WHAT THIS TASK INVOLVES
Would you copy each line of the data below that has "every"?

Items from a data source:
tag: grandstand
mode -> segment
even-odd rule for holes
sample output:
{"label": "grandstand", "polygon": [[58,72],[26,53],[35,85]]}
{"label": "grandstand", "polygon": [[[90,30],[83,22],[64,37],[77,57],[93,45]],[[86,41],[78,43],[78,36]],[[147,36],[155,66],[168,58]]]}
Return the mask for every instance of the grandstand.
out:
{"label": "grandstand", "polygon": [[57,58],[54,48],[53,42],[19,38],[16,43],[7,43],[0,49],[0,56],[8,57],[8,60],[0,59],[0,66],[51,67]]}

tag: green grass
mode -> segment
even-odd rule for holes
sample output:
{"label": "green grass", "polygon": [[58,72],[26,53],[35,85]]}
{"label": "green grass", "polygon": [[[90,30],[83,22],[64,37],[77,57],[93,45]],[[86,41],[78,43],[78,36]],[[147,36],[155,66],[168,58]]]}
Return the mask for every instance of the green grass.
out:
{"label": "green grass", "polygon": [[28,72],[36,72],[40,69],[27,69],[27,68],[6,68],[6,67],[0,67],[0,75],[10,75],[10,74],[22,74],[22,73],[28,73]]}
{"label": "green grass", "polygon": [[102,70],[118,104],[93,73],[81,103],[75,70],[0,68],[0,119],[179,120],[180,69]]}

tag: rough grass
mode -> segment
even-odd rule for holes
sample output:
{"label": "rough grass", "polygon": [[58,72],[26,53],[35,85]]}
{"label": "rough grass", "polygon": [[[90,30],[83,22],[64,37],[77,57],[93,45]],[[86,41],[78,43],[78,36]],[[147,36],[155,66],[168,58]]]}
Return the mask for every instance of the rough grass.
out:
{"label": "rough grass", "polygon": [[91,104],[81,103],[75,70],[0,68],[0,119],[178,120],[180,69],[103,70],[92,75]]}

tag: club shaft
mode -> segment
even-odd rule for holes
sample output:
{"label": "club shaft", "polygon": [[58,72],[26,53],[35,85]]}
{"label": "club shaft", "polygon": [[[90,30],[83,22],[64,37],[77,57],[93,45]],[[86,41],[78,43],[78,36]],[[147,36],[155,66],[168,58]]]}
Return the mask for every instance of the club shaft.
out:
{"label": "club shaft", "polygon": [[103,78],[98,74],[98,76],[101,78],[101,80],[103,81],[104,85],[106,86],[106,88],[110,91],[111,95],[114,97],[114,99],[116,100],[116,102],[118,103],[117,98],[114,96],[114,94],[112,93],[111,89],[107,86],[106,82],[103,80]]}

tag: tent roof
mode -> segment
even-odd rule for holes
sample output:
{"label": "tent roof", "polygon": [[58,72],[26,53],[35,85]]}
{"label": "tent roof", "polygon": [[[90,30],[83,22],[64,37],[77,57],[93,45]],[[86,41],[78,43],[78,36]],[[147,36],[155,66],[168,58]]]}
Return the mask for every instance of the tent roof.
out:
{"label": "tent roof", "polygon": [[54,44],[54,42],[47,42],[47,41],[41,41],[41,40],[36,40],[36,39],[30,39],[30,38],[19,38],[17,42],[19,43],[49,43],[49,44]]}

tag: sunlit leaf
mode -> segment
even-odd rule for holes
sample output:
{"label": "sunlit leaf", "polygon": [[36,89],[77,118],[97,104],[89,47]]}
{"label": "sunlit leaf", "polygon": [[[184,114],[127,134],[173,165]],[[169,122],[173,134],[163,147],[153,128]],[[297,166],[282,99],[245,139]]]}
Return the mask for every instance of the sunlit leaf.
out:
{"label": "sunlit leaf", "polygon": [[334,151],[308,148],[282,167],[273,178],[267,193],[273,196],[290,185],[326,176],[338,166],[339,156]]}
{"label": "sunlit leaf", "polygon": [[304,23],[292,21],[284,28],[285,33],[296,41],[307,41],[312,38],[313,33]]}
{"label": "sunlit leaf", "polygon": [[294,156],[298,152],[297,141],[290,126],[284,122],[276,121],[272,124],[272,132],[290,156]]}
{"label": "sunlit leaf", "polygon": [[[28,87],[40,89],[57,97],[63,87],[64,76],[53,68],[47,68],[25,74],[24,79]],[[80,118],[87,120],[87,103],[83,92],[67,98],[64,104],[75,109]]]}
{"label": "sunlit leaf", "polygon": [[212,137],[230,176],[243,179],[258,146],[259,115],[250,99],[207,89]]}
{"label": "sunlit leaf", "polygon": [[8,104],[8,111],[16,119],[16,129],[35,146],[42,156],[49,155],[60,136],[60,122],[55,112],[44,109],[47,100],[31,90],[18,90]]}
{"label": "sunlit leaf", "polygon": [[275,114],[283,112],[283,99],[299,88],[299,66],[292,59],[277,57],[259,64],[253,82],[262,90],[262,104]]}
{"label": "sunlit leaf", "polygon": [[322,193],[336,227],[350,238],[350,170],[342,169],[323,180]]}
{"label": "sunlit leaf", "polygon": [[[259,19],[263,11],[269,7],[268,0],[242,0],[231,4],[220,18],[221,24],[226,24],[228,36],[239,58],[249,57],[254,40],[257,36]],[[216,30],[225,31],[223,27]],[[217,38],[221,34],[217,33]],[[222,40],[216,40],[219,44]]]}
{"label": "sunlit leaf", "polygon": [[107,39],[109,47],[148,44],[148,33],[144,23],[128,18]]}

COMPLETED EXERCISE
Return the mask for every instance of the grandstand.
Return the mask for every instance of the green grass.
Return the mask for every instance of the rough grass.
Return the mask for every instance of the club shaft.
Return the mask for every instance of the tent roof.
Return the mask for every instance of the sunlit leaf.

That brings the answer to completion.